*** MATERIAL FOR THIS TASK

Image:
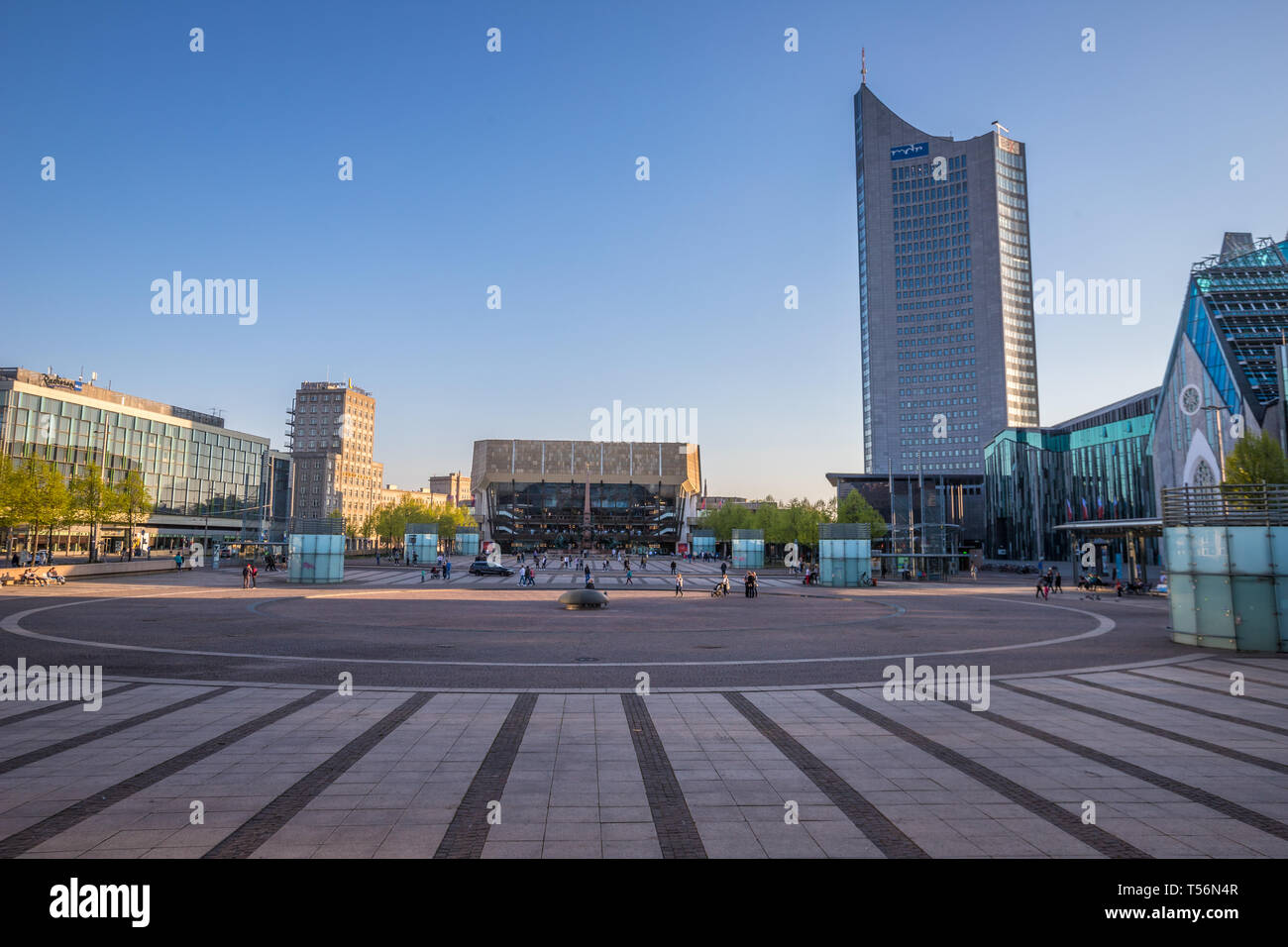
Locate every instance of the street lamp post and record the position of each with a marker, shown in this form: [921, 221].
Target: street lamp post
[1220, 436]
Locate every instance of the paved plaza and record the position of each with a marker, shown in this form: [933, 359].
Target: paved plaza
[487, 722]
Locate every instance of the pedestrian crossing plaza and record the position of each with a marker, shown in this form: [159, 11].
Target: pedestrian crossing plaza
[382, 719]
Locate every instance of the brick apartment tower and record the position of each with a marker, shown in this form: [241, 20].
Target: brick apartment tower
[330, 431]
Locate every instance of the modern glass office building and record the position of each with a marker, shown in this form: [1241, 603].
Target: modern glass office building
[945, 295]
[574, 493]
[1091, 470]
[204, 478]
[1228, 361]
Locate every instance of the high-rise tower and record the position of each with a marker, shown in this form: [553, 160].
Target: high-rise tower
[945, 292]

******

— TASK DETAILS —
Lay out the items above as a two-column CSV with the headers "prompt" and "points", one row per item. Put each item's text and its full answer in their own quoted fields, turn line breaks into spaces, and leave out the pictures.

— EXPECTED OUTPUT —
prompt,points
"Image: Locate every instance of the street lamp post and record the position of each with a marker, shown in this form: [921, 221]. Target: street lamp post","[1220, 436]"
"Locate every instance of the paved plaza and record the position of each with a marker, shown in this form: [933, 359]. Target: paved plaza","[487, 722]"
"Locate every instance of the pedestrian crossing plaza and record the position of each with a marker, shown in this form: [159, 11]. Target: pedestrian crossing plaza","[382, 719]"
"Locate every instance of the brick apartment tower and record the position of each with a marker, shown in this form: [241, 20]. Target: brick apartment tower","[330, 431]"
"Locate every instance of the modern glass office building and record the position of each with a marker, shown in this form: [1241, 603]. Target: modern glass office building","[945, 295] [574, 493] [1091, 470] [204, 478] [1228, 361]"
"Locate every instance of the high-rise tower and record the position of each with a marker, shown in this form: [553, 160]. Target: high-rise tower","[945, 292]"